• Aim: Reproduce each line exactly. Skip none.

## start Task inputs

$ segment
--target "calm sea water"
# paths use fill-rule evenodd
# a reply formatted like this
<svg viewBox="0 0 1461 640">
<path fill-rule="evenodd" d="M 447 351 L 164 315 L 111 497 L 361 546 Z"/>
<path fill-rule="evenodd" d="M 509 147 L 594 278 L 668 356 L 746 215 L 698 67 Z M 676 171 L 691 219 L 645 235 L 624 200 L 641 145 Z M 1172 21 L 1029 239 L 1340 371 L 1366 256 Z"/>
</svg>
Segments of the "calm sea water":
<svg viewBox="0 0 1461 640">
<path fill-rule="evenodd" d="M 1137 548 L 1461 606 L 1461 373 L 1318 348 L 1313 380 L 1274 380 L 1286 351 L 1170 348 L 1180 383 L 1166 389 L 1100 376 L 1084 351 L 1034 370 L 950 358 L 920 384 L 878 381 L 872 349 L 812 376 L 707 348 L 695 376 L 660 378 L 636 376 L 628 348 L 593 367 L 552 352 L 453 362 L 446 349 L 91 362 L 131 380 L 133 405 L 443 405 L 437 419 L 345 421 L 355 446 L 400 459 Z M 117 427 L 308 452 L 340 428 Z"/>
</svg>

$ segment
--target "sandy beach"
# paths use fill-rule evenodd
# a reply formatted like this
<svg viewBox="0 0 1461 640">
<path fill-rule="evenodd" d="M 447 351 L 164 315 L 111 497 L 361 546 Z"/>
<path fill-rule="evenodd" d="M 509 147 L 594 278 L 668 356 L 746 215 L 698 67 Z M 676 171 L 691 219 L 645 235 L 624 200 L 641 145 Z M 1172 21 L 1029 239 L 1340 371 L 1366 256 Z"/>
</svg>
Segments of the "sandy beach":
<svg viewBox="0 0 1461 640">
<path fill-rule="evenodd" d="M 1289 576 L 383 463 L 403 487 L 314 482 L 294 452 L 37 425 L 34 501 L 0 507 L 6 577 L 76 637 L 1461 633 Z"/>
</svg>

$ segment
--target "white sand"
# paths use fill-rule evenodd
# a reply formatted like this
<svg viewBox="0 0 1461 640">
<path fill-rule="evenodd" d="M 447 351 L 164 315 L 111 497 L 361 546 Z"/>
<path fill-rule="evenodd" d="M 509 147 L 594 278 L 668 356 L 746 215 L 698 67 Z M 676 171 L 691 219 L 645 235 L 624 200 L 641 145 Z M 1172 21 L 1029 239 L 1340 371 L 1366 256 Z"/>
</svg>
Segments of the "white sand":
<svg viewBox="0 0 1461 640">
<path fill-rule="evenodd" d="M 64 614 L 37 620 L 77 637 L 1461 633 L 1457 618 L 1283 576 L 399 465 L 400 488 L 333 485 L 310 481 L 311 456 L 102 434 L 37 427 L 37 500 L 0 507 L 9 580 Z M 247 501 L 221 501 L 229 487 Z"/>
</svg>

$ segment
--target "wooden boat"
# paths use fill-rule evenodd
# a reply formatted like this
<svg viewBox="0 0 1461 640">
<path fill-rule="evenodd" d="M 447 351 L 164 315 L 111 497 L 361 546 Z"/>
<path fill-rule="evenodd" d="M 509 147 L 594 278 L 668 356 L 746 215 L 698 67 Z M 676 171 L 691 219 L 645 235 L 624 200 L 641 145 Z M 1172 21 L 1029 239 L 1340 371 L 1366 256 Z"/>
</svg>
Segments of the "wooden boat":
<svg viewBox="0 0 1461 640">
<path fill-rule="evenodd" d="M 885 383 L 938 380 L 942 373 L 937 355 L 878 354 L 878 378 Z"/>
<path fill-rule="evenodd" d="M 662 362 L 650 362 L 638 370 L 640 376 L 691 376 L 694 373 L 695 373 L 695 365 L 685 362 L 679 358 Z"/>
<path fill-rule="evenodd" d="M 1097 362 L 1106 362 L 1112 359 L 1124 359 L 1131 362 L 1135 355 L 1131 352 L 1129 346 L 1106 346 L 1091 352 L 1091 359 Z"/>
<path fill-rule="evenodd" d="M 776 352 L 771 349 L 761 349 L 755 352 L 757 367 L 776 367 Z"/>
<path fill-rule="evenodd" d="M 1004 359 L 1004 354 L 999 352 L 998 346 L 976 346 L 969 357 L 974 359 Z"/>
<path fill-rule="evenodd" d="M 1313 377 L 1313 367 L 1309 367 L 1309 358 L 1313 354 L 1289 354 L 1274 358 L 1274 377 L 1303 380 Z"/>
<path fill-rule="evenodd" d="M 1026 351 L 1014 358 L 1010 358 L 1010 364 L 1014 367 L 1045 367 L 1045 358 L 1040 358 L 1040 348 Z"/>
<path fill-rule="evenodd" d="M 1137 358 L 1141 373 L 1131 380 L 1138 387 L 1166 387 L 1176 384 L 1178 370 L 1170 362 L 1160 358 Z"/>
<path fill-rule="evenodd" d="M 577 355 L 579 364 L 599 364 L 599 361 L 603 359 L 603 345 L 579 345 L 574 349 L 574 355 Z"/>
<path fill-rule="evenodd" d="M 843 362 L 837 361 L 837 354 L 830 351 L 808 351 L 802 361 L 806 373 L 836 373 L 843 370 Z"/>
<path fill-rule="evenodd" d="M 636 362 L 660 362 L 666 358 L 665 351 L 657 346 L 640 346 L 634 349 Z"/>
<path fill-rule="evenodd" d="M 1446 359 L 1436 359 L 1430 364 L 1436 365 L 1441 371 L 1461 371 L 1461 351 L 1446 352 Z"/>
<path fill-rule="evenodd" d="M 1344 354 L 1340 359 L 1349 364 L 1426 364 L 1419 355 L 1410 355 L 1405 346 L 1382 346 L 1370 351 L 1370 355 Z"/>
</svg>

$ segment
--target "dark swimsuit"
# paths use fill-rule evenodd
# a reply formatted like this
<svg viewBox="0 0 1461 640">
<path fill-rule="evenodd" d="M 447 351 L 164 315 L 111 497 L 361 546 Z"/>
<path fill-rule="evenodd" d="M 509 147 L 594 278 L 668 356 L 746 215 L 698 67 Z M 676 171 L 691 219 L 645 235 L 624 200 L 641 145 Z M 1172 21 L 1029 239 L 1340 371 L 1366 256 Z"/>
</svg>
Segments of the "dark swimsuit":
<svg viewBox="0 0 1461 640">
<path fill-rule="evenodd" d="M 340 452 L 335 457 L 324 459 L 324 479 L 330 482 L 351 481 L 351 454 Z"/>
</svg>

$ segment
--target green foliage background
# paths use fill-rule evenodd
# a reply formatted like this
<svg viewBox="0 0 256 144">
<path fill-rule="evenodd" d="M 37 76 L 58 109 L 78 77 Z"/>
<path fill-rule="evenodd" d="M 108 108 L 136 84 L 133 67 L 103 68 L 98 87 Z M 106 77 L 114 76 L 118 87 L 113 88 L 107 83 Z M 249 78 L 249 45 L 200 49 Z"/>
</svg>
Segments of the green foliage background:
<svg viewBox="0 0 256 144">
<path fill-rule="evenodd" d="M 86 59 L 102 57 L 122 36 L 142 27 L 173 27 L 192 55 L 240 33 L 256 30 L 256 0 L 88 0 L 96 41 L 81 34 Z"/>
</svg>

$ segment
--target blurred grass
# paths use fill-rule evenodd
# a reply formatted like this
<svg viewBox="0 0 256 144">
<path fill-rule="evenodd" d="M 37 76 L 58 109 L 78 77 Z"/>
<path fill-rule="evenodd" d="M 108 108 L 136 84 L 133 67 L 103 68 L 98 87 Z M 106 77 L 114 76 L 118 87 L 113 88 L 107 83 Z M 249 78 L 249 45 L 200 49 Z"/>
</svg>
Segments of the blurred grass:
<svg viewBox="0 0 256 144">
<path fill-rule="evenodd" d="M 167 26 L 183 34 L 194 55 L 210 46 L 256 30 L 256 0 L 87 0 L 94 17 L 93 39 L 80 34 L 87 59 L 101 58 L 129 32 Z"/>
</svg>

## end Task inputs

• Result of the task:
$ segment
--target "calm sea water"
# paths use fill-rule evenodd
# a reply formatted like this
<svg viewBox="0 0 1461 640">
<path fill-rule="evenodd" d="M 447 351 L 164 315 L 111 497 L 361 546 Z"/>
<path fill-rule="evenodd" d="M 509 147 L 594 278 L 668 356 L 746 215 L 698 67 Z M 676 171 L 691 219 L 645 235 L 624 200 L 641 145 Z M 1172 21 L 1029 239 L 1340 371 L 1366 256 Z"/>
</svg>
Segments of the "calm sea water":
<svg viewBox="0 0 1461 640">
<path fill-rule="evenodd" d="M 1137 548 L 1461 606 L 1461 373 L 1318 348 L 1313 380 L 1274 380 L 1286 351 L 1170 348 L 1180 383 L 1166 389 L 1100 376 L 1084 351 L 1034 370 L 950 358 L 920 384 L 878 381 L 872 349 L 812 376 L 707 348 L 695 376 L 660 378 L 636 376 L 628 348 L 593 367 L 552 352 L 453 362 L 446 349 L 91 362 L 131 380 L 133 405 L 443 405 L 437 419 L 345 421 L 355 446 L 400 459 Z M 117 427 L 308 452 L 340 428 Z"/>
</svg>

$ segment
--target "sandy beach"
# paths use fill-rule evenodd
# a reply formatted like this
<svg viewBox="0 0 1461 640">
<path fill-rule="evenodd" d="M 447 351 L 164 315 L 111 497 L 361 546 Z"/>
<path fill-rule="evenodd" d="M 509 147 L 594 278 L 668 356 L 746 215 L 698 67 Z M 676 171 L 691 219 L 645 235 L 624 200 L 641 145 Z M 1172 21 L 1029 239 L 1340 371 L 1366 256 Z"/>
</svg>
Segments of the "sandy beach":
<svg viewBox="0 0 1461 640">
<path fill-rule="evenodd" d="M 1289 576 L 383 463 L 403 487 L 314 482 L 294 452 L 37 425 L 34 501 L 0 507 L 6 577 L 76 637 L 1461 633 Z"/>
</svg>

$ segment
--target "white sand"
# paths use fill-rule evenodd
# a reply formatted like this
<svg viewBox="0 0 1461 640">
<path fill-rule="evenodd" d="M 447 351 L 164 315 L 111 497 L 361 546 Z"/>
<path fill-rule="evenodd" d="M 509 147 L 594 278 L 668 356 L 746 215 L 698 67 Z M 676 171 L 691 219 L 645 235 L 624 200 L 641 145 Z M 1172 21 L 1029 239 L 1340 371 L 1366 256 Z"/>
</svg>
Segments of the "white sand":
<svg viewBox="0 0 1461 640">
<path fill-rule="evenodd" d="M 64 614 L 37 620 L 77 637 L 1461 633 L 1457 618 L 1283 576 L 399 465 L 400 488 L 333 485 L 310 481 L 311 456 L 102 434 L 37 427 L 37 500 L 0 507 L 9 580 Z M 247 501 L 221 501 L 229 487 Z"/>
</svg>

$ segment
--target "wooden boat"
# paths use fill-rule evenodd
# a reply formatted like this
<svg viewBox="0 0 1461 640">
<path fill-rule="evenodd" d="M 447 351 L 164 315 L 111 497 L 361 546 Z"/>
<path fill-rule="evenodd" d="M 509 147 L 594 278 L 668 356 L 746 215 L 698 67 Z M 676 171 L 691 219 L 645 235 L 624 200 L 641 145 Z M 1172 21 L 1029 239 L 1340 371 L 1366 256 Z"/>
</svg>
Segments of the "wooden boat":
<svg viewBox="0 0 1461 640">
<path fill-rule="evenodd" d="M 885 383 L 938 380 L 942 373 L 937 355 L 878 354 L 878 378 Z"/>
<path fill-rule="evenodd" d="M 662 362 L 650 362 L 638 370 L 640 376 L 691 376 L 694 373 L 695 373 L 695 365 L 685 362 L 679 358 Z"/>
<path fill-rule="evenodd" d="M 1097 362 L 1106 362 L 1112 359 L 1124 359 L 1131 362 L 1135 355 L 1131 352 L 1129 346 L 1106 346 L 1091 352 L 1091 359 Z"/>
<path fill-rule="evenodd" d="M 776 352 L 771 349 L 761 349 L 755 352 L 757 367 L 776 367 Z"/>
<path fill-rule="evenodd" d="M 1004 359 L 1004 354 L 999 352 L 998 346 L 976 346 L 969 357 L 974 359 Z"/>
<path fill-rule="evenodd" d="M 1313 377 L 1313 367 L 1309 367 L 1309 358 L 1313 354 L 1289 354 L 1274 358 L 1274 377 L 1303 380 Z"/>
<path fill-rule="evenodd" d="M 1026 351 L 1014 358 L 1010 358 L 1010 364 L 1014 367 L 1045 367 L 1045 358 L 1040 358 L 1040 348 Z"/>
<path fill-rule="evenodd" d="M 1137 358 L 1141 373 L 1131 380 L 1138 387 L 1166 387 L 1176 384 L 1178 370 L 1170 362 L 1160 358 Z"/>
<path fill-rule="evenodd" d="M 577 355 L 579 364 L 599 364 L 599 361 L 603 359 L 603 345 L 579 345 L 574 349 L 574 355 Z"/>
<path fill-rule="evenodd" d="M 843 362 L 837 361 L 837 354 L 830 351 L 808 351 L 802 361 L 806 373 L 836 373 L 843 370 Z"/>
<path fill-rule="evenodd" d="M 636 362 L 660 362 L 666 358 L 665 351 L 657 346 L 640 346 L 634 349 Z"/>
<path fill-rule="evenodd" d="M 1446 359 L 1436 359 L 1430 364 L 1436 365 L 1441 371 L 1461 371 L 1461 351 L 1446 352 Z"/>
<path fill-rule="evenodd" d="M 1344 354 L 1340 359 L 1349 364 L 1426 364 L 1419 355 L 1410 355 L 1405 346 L 1382 346 L 1370 351 L 1370 355 Z"/>
</svg>

$ segment
--target "dark swimsuit"
# paths use fill-rule evenodd
# a reply formatted like this
<svg viewBox="0 0 1461 640">
<path fill-rule="evenodd" d="M 447 351 L 164 315 L 111 497 L 361 546 Z"/>
<path fill-rule="evenodd" d="M 509 147 L 594 278 L 668 356 L 746 215 L 698 67 Z M 676 171 L 691 219 L 645 235 L 624 200 L 641 145 Z M 1172 21 L 1029 239 L 1340 371 L 1366 256 Z"/>
</svg>
Segments of the "dark swimsuit":
<svg viewBox="0 0 1461 640">
<path fill-rule="evenodd" d="M 340 452 L 335 457 L 324 459 L 324 479 L 330 482 L 351 481 L 351 454 Z"/>
</svg>

$ segment
--target green foliage background
# paths use fill-rule evenodd
# a reply formatted like this
<svg viewBox="0 0 256 144">
<path fill-rule="evenodd" d="M 37 76 L 58 109 L 78 77 Z"/>
<path fill-rule="evenodd" d="M 108 108 L 136 84 L 133 67 L 103 68 L 98 87 Z M 106 77 L 114 76 L 118 87 L 113 88 L 107 83 Z M 249 78 L 249 45 L 200 49 Z"/>
</svg>
Segments of the green foliage background:
<svg viewBox="0 0 256 144">
<path fill-rule="evenodd" d="M 86 59 L 102 57 L 122 36 L 142 27 L 173 27 L 192 55 L 240 33 L 256 30 L 256 0 L 88 0 L 96 41 L 81 34 Z"/>
</svg>

$ segment
--target blurred grass
# paths use fill-rule evenodd
# a reply formatted like this
<svg viewBox="0 0 256 144">
<path fill-rule="evenodd" d="M 37 76 L 58 109 L 78 77 Z"/>
<path fill-rule="evenodd" d="M 108 108 L 136 84 L 133 67 L 103 68 L 98 87 Z M 106 77 L 114 76 L 118 87 L 113 88 L 107 83 Z M 249 78 L 249 45 L 200 49 Z"/>
</svg>
Segments of the blurred grass:
<svg viewBox="0 0 256 144">
<path fill-rule="evenodd" d="M 167 26 L 183 34 L 194 55 L 210 46 L 256 30 L 256 0 L 87 0 L 94 17 L 93 39 L 80 34 L 87 59 L 101 58 L 129 32 Z"/>
</svg>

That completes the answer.